> _PROMPT_
Rewrite everything from the line containing "driver side mirror" down to the end of the entries, swapping "window" for "pane" and leaving all else unchanged.

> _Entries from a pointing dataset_

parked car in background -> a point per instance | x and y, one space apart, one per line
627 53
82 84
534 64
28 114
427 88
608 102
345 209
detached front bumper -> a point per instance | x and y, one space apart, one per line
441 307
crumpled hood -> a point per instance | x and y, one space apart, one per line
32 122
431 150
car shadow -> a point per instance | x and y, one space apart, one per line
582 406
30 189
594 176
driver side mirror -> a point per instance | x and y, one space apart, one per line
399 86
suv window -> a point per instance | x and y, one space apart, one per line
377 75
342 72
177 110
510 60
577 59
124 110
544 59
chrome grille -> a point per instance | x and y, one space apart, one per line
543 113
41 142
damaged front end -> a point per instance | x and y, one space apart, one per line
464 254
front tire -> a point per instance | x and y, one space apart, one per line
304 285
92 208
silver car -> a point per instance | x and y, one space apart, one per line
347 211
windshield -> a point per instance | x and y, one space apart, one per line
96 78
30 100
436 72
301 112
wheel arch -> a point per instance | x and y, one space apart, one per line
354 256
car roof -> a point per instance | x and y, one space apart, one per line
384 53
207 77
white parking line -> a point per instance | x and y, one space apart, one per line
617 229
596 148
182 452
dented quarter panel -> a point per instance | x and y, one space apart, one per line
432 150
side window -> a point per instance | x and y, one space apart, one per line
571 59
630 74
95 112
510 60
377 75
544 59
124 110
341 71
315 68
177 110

> _ANSWER TO THIS PROBLEM_
driver side mirror -> a point per instance | x and y, one space apart, one per line
399 86
suv pane -> a point per instance | x and y, one space apart, one per line
377 75
342 72
177 110
510 60
577 59
124 110
544 59
chrome grille -> a point per instance | x and y, one space apart, one per line
543 113
41 142
damaged front end -> a point per instance | x and y, one space apart, one per line
464 254
front tire -> a point per instance | x and y, one space apart, one per line
304 285
92 208
silver car -> a point per instance | x and y, one space apart, one per line
347 211
windshield -> a point per instance | x and y, one space apart, one per line
96 78
30 100
436 72
301 112
wheel arch -> a point per instance | x and y, one space apart, one per line
354 256
car roof -> a point per instance | x and y, one space apart, one per line
384 53
207 77
white parking line -> a point per instance | x and y, one space apart, one per line
617 229
596 148
182 452
dented quarter panel -> a point per instance | x and y, one space apart, one per line
432 150
side pane -> a point per instance | x and y, one space apart, one per line
571 59
630 74
95 112
510 60
377 75
544 59
124 110
341 71
315 68
177 110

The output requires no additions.